┌─ Passage provided
Taking art back to communities: The Mabarti Street Art project

In Uganda we are not short on visual culture. We are surrounded by visual impressions of all kinds – adverts in different sizes and forms, persuading us to buy products we may never even use in our lives. From large and neatly designed billboards announcing the arrival of a superior industrial product  to simple and often crude road side signs publicizing a hair salon, merchants of all sorts of products compete for the financially hard-up Ugandan buyer.

Review by Dr. George Kyeyune



I noted recently that product advertisers are gradually regaining their spaces after the January 2011 presidential and parliamentary elections when, most if not all the urban and rural environments were awash with campaign posters.

Alongside the production and display of this commonly referred to as applied art, is the fine art. Fine art is unfortunately most times confined to galleries and private spaces. Although admission to galleries of fine art has always been free, they are very rarely visited by an average Ugandan.
└─
┌─ Data section
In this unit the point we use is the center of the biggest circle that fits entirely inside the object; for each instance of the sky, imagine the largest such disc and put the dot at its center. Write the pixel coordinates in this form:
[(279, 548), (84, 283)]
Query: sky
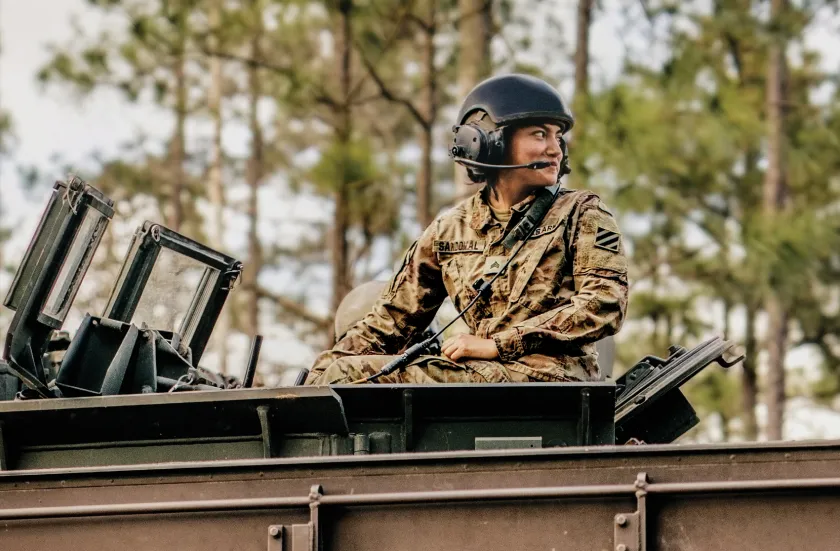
└─
* [Exercises]:
**A.** In the Mabarti Street Art review, reproduce the passage from "I noted recently" to "with campaign posters.".
**B.** Answer these questions from the Mabarti Street Art review:
(i) Who wrote the review?
(ii) Which elections left urban and rural environments awash with campaign posters?
(iii) According to the review, where is fine art most times confined?

* [Per-task outputs]:
**A.**
I noted recently that product advertisers are gradually regaining their spaces after the January 2011 presidential and parliamentary elections when, most if not all the urban and rural environments were awash with campaign posters.

**B.**
(i) Dr. George Kyeyune
(ii) The January 2011 presidential and parliamentary elections
(iii) Galleries and private spaces